_TEXT PASSAGE_.
□ □ □

The Moscow Un-Summit wasn’t a formal interview. Nor was it a cloak-and-dagger underground rendezvous. The upshot is that we didn’t get the cautious, diplomatic, regulation Edward Snowden. The downshot (that isn’t a word, I know) is that the jokes, the humour and repartee that took place in Room 1001 cannot be reproduced. The Un-Summit cannot be written about in the detail that it deserves. Yet it definitely cannot not be written about. Because it did happen. And because the world is a millipede that inches forward on millions of real conversations. And this, certainly, was a real one.
What mattered, perhaps even more than what was said was the spirit in the room. There was Edward Snowden who after 9/11 was in his own words “straight up singing highly of Bush” and signing up for the Iraq war. And there were those of us who after 9/11 had been straight up doing exactly the opposite. It was a little late for this conversation, of course. Iraq has been all but destroyed. And now the map of what is so condescendingly called the ‘Middle East’ is being brutally redrawn (yet again). But still, there we were, all of us, talking to each other in a bizarre hotel in Russia.
Bizarre it certainly was. The opulent lobby of the Moscow Ritz-Carlton was teeming with drunk millionaires, high on new money, and gorgeous, high-stepping young women, half-peasant, half supermodel, draped on the arms of toady men—gazelles on their way to fame and fortune, paying their dues to the satyrs who would get them there. In the corridors, you passed serious fistfights, loud singing and quiet, liveried waiters wheeling trolleys with towers of food and silverware in and out of rooms. In Room 1001 we were so close to the Kremlin that if you put your hand out of the window, you could almost touch it. It was snowing outside. We were deep into the Russian winter—never credited enough for its part in the Second World War.
Edward Snowden was much smaller than I thought he’d be. Small, lithe, neat, like a housecat. He greeted Dan ecstatically and us warmly.
“I know why you’re here,” he said to me smiling.
“To radicalise me.”
I laughed. We settled down on various perches, stools, chairs and John’s bed.
Dan and Ed were so pleased to meet each other, and had so much to say to each other, that it felt a little impolite to intrude on them. At times they broke into some kind of arcane code language: “I jumped from nobody on the street, straight to TSSCI.” No, because, again, this isn’t DS at all, this is NSA. At CIA, it’s called COMO.” “...It’s kind of a similar role, but is it under support?” “PRISEC or PRIVAC?” “They start out with the TALENT KEYHOLE thing. Everyone then gets read into TS, SI, TK, and GAMMA—G clearance.... Nobody knows what it is....”
It took a while before I felt it was alright to interrupt them. Snowden’s disarming answer to my question about being photographed cradling the American flag was to roll his eyes and say: “Oh, man. I don’t know. Somebody handed me a flag, they took a picture.” And when I asked him why he signed up for the Iraq war, when millions of people all over the world were marching against it, he replied, equally disarmingly: “I fell for the propaganda.”

□ □ □

_DATA EXTRACT_.
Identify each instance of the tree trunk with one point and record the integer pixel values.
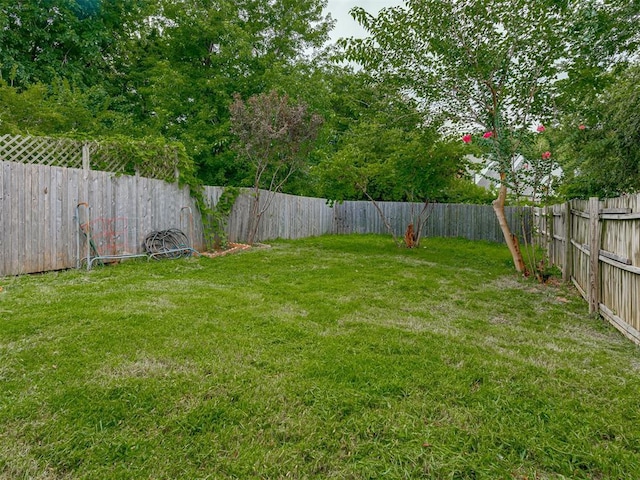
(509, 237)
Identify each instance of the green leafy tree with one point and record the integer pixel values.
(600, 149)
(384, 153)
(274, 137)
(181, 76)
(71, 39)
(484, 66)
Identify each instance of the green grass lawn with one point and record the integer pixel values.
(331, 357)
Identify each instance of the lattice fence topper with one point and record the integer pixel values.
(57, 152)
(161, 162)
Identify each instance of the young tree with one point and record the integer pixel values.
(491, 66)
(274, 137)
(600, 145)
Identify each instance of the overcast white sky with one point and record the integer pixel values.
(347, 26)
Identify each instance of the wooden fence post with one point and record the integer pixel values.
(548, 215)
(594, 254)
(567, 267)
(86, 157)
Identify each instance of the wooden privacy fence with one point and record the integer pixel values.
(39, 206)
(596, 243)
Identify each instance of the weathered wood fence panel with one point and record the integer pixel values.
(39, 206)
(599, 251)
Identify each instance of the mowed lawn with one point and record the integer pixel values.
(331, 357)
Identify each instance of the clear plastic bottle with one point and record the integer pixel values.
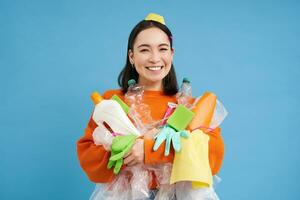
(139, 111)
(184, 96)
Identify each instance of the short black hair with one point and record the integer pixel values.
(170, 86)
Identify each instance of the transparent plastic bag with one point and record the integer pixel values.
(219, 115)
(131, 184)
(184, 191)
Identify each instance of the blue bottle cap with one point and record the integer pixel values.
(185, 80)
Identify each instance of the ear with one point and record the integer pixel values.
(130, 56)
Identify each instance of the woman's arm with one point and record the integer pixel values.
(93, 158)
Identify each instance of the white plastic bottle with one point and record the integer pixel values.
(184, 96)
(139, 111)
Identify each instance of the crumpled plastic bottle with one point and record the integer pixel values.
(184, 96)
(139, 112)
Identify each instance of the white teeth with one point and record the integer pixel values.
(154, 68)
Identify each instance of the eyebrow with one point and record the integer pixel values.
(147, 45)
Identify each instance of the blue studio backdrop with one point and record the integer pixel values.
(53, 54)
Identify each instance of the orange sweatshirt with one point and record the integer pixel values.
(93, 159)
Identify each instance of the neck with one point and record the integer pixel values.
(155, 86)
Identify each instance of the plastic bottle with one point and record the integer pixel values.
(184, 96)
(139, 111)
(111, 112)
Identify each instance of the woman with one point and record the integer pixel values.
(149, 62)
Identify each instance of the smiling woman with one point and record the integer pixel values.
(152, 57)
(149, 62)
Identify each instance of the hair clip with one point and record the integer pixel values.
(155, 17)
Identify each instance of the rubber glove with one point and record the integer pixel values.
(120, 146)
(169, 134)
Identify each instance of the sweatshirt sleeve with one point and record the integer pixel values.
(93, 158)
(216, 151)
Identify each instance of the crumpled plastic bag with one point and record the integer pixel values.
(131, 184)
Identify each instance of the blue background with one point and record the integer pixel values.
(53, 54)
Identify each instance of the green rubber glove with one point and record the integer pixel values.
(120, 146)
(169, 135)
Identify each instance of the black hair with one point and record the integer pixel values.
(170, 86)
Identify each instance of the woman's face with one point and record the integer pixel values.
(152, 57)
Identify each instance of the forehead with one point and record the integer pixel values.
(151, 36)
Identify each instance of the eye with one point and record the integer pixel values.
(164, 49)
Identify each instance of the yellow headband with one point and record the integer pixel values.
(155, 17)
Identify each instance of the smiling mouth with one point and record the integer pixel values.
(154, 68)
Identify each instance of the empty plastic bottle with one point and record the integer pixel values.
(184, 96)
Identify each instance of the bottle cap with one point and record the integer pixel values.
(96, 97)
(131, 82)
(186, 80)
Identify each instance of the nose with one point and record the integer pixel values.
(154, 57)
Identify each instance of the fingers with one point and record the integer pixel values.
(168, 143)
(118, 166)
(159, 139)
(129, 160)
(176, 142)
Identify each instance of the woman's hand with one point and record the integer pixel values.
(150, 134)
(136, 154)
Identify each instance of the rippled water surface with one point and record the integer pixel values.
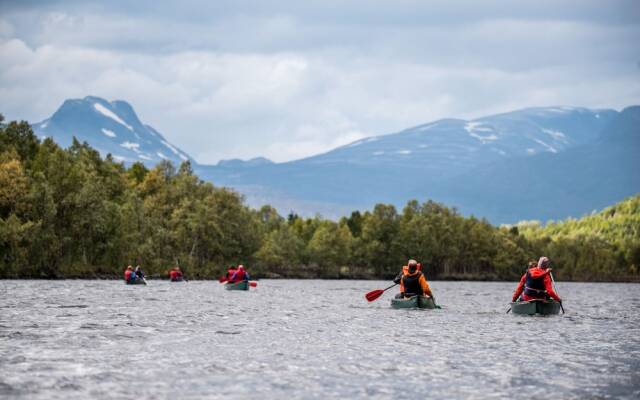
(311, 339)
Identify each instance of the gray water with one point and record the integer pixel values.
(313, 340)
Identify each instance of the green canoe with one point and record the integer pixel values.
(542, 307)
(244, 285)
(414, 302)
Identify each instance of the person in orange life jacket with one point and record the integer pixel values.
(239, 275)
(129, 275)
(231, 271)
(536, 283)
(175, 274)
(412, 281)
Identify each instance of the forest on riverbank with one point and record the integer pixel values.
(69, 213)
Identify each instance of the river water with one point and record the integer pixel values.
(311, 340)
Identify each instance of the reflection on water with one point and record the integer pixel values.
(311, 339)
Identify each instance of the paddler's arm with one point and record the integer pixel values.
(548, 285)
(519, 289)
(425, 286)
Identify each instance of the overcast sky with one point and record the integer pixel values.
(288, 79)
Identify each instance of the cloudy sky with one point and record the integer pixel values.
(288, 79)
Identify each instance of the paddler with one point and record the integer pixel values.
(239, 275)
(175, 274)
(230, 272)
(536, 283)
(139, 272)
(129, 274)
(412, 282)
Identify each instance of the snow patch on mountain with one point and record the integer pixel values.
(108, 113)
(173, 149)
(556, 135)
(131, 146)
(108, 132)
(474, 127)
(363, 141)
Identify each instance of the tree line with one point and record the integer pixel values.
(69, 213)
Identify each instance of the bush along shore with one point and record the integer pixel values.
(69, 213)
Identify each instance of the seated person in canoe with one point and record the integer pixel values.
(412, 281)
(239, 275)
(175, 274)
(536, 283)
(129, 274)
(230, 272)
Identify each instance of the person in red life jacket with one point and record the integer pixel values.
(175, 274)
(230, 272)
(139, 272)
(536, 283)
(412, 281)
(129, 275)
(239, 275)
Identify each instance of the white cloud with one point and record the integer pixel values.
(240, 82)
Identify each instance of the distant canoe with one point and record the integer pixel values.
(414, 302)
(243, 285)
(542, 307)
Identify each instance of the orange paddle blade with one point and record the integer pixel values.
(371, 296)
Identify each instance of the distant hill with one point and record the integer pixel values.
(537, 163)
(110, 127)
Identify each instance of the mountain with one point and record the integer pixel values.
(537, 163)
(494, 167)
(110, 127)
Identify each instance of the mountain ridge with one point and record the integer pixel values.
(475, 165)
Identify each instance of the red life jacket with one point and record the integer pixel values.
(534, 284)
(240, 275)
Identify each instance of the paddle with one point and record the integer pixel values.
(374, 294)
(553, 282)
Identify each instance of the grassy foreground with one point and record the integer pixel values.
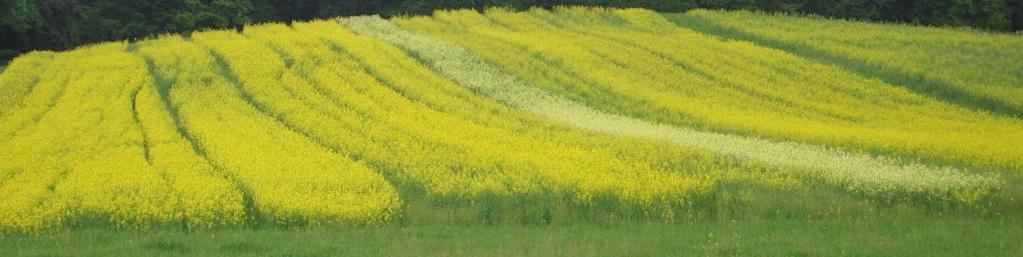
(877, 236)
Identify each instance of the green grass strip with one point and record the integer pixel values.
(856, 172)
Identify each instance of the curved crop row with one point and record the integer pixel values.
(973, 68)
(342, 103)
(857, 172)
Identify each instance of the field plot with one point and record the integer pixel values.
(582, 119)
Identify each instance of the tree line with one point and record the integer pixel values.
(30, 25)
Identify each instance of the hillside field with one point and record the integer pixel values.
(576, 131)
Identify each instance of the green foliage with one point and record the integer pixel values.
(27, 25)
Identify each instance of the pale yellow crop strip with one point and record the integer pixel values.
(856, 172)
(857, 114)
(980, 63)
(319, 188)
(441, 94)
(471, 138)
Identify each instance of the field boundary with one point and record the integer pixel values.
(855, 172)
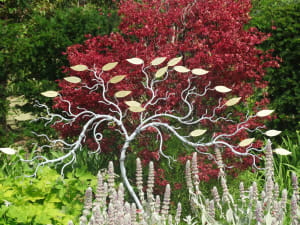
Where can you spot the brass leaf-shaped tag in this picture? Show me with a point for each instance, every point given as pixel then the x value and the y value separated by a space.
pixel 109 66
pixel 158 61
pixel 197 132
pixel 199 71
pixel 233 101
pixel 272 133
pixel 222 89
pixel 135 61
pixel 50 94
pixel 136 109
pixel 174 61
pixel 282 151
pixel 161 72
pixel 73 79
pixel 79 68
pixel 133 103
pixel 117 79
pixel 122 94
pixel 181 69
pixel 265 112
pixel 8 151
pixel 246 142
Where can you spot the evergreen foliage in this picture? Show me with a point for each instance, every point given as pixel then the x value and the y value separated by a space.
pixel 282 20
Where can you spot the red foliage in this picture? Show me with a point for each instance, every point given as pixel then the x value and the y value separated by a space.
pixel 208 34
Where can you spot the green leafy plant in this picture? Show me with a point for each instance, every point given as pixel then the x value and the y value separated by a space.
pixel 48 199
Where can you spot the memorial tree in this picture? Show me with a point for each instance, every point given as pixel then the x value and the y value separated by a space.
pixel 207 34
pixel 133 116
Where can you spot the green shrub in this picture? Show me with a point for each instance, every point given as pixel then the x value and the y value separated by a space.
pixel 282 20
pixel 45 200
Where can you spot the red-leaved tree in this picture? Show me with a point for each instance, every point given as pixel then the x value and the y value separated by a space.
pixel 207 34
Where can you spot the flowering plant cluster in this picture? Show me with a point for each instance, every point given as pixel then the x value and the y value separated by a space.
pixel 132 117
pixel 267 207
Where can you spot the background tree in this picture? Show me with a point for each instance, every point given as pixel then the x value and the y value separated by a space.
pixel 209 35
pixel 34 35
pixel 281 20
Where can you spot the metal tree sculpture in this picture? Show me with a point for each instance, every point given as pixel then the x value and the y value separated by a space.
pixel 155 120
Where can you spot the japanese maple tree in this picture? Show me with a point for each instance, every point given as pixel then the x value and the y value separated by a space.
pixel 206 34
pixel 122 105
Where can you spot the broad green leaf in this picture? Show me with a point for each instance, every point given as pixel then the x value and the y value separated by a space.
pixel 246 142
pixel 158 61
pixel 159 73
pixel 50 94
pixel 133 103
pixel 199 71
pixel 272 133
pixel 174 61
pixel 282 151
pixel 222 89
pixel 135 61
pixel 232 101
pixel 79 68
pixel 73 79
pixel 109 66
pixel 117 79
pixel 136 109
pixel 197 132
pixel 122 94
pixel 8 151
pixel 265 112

□ □ □

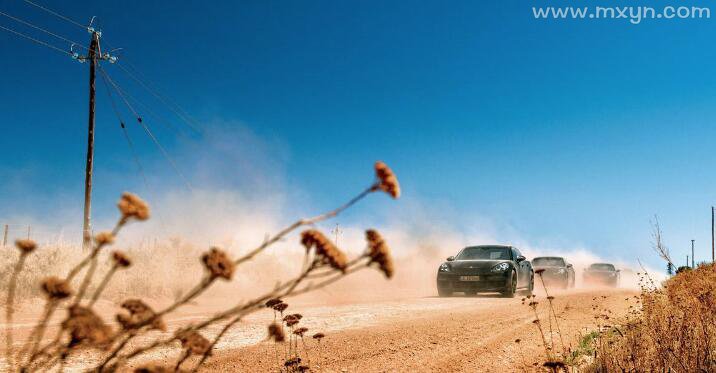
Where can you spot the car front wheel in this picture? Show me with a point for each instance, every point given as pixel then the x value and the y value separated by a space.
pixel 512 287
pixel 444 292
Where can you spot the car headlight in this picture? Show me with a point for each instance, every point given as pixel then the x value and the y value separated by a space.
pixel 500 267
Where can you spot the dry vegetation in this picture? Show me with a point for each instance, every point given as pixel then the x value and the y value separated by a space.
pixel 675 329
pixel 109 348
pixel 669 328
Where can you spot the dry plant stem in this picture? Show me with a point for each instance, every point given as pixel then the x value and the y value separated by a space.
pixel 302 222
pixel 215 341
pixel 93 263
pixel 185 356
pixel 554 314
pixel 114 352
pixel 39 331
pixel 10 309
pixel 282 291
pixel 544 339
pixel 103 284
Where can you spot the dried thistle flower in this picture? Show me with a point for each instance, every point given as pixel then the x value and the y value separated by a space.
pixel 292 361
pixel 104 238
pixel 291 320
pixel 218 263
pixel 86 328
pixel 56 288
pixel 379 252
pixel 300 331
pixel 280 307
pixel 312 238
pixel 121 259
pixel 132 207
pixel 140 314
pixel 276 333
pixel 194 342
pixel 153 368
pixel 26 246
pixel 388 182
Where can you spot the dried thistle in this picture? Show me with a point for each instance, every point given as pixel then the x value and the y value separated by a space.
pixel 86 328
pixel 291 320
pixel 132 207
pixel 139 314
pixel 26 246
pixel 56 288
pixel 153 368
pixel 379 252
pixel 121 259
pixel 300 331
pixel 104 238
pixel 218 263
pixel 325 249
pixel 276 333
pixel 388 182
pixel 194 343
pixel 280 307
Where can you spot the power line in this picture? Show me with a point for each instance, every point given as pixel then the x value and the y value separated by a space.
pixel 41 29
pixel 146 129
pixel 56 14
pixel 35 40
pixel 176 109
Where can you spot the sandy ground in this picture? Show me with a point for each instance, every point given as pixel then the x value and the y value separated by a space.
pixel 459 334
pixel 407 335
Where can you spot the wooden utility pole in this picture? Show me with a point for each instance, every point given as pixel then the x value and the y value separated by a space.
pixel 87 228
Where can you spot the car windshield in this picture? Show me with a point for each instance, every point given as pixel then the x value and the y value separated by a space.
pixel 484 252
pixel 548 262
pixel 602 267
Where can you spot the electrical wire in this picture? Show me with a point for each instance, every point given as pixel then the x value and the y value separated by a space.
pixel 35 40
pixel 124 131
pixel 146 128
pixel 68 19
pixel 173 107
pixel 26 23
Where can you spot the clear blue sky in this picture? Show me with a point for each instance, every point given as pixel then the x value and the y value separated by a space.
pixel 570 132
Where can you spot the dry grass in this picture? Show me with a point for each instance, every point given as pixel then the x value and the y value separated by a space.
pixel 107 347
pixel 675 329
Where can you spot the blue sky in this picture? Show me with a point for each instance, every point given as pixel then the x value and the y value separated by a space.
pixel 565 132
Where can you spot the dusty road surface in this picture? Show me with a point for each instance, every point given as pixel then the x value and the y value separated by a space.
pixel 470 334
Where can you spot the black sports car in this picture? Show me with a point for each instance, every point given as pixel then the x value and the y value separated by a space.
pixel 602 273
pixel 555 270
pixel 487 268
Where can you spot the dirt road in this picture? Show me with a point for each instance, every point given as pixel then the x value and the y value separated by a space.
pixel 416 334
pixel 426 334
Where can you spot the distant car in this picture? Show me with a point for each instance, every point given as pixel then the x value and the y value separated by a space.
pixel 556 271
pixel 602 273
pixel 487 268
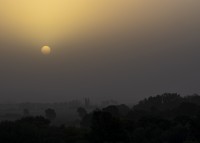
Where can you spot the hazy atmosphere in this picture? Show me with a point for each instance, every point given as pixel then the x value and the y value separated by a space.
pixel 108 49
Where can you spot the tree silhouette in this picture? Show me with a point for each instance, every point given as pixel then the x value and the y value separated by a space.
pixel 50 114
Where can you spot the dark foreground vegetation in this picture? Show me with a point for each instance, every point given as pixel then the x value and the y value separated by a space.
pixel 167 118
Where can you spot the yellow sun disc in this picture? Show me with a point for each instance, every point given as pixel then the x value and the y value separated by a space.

□ □ □

_PROBLEMS TO WORK ON_.
1. In the passage on meeting Edward Snowden, how did Snowden explain signing up for the Iraq war?
2. Extend the passage on meeting Edward Snowden, picking up after its final sentence.
The items are separate material with no connection to the passage on meeting Edward Snowden.

_ANSWERS FOR THE TASKS_.
1. He said, "I fell for the propaganda."

2.
Dan talked at some length about how it would be unusual for US citizens who joined the Pentagon and the NSA to have read much literature on US exceptionalism and its history of warfare. (And once they joined, it was unlikely to be a subject that interested them.) He and Ed had watched it play out live, in real time, and were horrified enough to stake their lives and their freedom when they decided to be whistleblowers. What the two of them clearly had in common was a strong, almost corporeal sense of moral righteousness—of right and wrong. A sense of righteousness that was obviously at work not just when they decided to blow the whistle on what they thought to be morally unacceptable, but also when they signed up for their jobs—Dan to save his country from Communism, Ed to save it from Islamist terrorism. What they did when they grew disillusioned was so electrifying, so dramatic, that they have come to be identified by that single act of moral courage.
I asked Ed Snowden what he thought about Washington’s ability to destroy countries and its inability to win a war (despite mass surveillance). I think the question was phrased quite rudely—something like “When was the last time the United States won a war?” We spoke about whether the economic sanctions and subsequent invasion of Iraq could be accurately called genocide. We talked about how the CIA knew—and was preparing for the fact—that the world was heading to a place of not just inter-country war but of intra-country war in which mass surveillance would be necessary to control populations. And about how armies were being turned into police forces to administer countries they have invaded and occupied, while the police, even in places like India and Pakistan and Ferguson, Missouri, in the United States—were being trained to behave like armies to quell internal insurrections.
We talked about war and greed, about terrorism and an accurate definition of it. We spoke about countries, flags and the meaning of patriotism.
Ed spoke at some length about “sleepwalking into a total surveillance state”. And here I quote him, because he’s said this often before: “If we do nothing, we sort of sleepwalk into a total surveillance state where we have both a super-state that has unlimited capacity to apply force with an unlimited ability to know (about the people it is targeting)—and that’s a very dangerous combination. That’s the dark future. The fact that they know everything about us and we know nothing about them—because they are secret, they are privileged, and they are a separate class...the elite class, the political class, the resource class—we don’t know where they live, we don’t know what they do, we don’t know who their friends are. They have the ability to know all that about us. This is the direction of the future, but I think there are changing possibilities in this....”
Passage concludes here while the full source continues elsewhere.